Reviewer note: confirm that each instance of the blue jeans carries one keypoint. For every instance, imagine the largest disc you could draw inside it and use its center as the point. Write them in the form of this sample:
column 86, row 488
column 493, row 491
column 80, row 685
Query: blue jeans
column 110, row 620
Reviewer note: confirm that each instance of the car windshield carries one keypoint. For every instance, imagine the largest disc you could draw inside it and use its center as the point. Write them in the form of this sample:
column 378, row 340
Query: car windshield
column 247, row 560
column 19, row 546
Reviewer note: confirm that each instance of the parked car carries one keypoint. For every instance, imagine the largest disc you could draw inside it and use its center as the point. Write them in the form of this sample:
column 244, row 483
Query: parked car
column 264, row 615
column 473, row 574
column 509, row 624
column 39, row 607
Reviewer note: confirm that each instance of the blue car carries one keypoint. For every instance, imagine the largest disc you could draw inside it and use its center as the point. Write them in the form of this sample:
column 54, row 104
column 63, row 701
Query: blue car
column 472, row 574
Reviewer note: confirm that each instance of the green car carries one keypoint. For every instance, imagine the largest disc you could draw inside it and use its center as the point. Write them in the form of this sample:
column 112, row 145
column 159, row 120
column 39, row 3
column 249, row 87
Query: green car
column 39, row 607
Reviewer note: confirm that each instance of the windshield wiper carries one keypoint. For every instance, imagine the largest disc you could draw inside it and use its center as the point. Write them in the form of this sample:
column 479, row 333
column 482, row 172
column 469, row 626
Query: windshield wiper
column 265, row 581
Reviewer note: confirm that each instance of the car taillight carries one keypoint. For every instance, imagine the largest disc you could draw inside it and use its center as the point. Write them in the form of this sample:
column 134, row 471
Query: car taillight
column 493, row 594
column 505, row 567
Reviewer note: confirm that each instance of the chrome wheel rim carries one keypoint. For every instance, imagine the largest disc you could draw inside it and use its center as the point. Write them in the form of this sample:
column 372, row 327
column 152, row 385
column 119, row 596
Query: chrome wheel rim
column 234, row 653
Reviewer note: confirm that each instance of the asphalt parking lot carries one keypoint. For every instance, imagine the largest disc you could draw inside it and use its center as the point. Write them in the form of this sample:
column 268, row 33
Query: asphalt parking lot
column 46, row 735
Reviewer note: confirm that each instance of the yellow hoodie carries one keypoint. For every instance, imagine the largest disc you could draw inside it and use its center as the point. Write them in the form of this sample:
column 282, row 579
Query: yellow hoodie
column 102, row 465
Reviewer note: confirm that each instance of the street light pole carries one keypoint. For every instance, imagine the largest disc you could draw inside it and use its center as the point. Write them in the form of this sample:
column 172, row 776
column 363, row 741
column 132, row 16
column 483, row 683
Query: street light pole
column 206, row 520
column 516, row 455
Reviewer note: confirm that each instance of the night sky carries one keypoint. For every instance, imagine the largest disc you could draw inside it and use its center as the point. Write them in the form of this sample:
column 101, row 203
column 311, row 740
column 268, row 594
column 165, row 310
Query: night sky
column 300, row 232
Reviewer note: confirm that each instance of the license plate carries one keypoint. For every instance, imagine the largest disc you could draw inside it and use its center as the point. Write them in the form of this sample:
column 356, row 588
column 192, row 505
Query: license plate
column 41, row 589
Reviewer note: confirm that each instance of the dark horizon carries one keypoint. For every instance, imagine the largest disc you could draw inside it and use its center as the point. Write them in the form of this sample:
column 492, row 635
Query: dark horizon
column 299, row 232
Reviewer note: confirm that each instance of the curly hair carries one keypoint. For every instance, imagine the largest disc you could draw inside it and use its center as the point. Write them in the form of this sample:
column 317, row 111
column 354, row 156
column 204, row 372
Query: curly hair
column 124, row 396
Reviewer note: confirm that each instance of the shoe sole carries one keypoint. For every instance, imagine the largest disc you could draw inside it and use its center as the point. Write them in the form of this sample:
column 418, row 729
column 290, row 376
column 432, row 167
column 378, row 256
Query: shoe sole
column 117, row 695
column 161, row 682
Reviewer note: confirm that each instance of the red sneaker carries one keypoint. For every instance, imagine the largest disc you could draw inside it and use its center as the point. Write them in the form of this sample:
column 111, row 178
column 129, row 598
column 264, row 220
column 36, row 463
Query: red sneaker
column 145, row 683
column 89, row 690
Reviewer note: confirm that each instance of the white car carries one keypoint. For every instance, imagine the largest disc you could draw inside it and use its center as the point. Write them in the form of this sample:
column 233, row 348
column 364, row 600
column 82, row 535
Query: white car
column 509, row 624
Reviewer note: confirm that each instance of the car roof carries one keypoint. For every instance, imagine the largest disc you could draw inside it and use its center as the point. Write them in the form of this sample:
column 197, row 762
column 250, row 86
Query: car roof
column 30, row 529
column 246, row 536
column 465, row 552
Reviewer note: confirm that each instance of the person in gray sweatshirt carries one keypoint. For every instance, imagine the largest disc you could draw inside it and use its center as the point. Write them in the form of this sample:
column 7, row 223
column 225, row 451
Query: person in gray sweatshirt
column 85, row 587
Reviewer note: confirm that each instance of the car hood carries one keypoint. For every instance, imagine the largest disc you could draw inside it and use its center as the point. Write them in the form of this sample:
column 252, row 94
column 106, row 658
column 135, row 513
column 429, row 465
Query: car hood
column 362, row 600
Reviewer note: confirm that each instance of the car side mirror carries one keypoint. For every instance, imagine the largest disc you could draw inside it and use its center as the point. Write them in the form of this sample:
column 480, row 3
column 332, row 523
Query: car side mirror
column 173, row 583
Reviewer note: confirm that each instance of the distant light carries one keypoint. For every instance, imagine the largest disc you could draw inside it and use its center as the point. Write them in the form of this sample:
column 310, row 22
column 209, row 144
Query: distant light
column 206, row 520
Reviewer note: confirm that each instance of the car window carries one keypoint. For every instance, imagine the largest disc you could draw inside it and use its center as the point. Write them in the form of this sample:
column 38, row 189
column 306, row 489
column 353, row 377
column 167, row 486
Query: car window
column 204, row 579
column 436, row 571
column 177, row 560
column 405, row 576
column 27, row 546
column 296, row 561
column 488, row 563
━━━━━━
Aim of the exercise: Reproduce verbatim the lines starting with the line that contains "Reviewer note: confirm that each instance of the curly" and ending with the line that contains "column 124, row 396", including both of those lines.

Task solution:
Reviewer note: confirm that each instance of the curly hair carries one keypoint. For every instance, imagine the largest disc you could draw inside it and use its center as the point. Write them in the form of this sample:
column 317, row 111
column 354, row 156
column 204, row 372
Query: curly hair
column 124, row 396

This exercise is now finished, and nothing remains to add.